The exam period is not only stressful for the child, but for the parent too. Different parents take on different approaches in their parenting styles. As a parent, it is important to be conscious about your emotional management and not offload your stress on your children.
Are you a Tiger Parent, pushing your child to succeed according to your terms? Or are you a Cheerleader, encouraging your child to always strive for their personal best, and not be afraid of failure?
Dr Sanveen Kang-Sadhnani, Principal Clinical Psychologist at Thomson Paediatric Centre (The Child Development Centre) sheds insight on recognizing, managing and tackling our own and our child’s exam stress.
How can I tell if my child is stressed?
Younger children, may find it difficult to recognize and verbalize when they are experiencing stress. For children, stress can manifest itself through changes in behaviour and even feel physically ill.
Common changes can include acting irritable or moody, withdrawing from activities that used to be pleasurable, routinely expressing worries, complaining more than usual about school, crying, displaying surprising fearful reactions, clinging to a parent or teacher, sleeping too much or too little, or eating too much or too little.
Stress can also appear in physical symptoms such as stomach aches, nausea and headaches. If a child makes excessive trips to the school nurse or complains of frequent stomach aches or headaches (despite the absence of a medical condition), or if these complaints increase in certain situations (e.g., before a big test) that child may be experiencing significant stress.
What are stress management strategies I can use?
- Relaxation exercises – controlled breathing or visualization
- Teach your child how to calm down when stressed – this may mean learning to walk away from the task and coming back to the task energized and recharged
- Teach your child problem solving techniques
- Teach your children to listen to their bodies. Encourage them to listen to what their bodies are saying. While it’s normal for a child’s stomach to feel jumpy on the first day of school, leaving class because their stomach hurts or waking up repeatedly with a headache is a sign there’s too much going on.
- Prepare your children to deal with mistakes and things not going as planned.

# [Requirement]
Write out the passage of the exam stress article between "How can I tell" and "feel physically ill.", inclusive.

# [Records provided]
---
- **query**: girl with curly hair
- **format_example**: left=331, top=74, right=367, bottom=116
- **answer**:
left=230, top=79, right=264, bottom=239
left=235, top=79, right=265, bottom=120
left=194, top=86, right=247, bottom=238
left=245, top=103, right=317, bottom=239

# [Exercise solution]
How can I tell if my child is stressed?
Younger children, may find it difficult to recognize and verbalize when they are experiencing stress. For children, stress can manifest itself through changes in behaviour and even feel physically ill.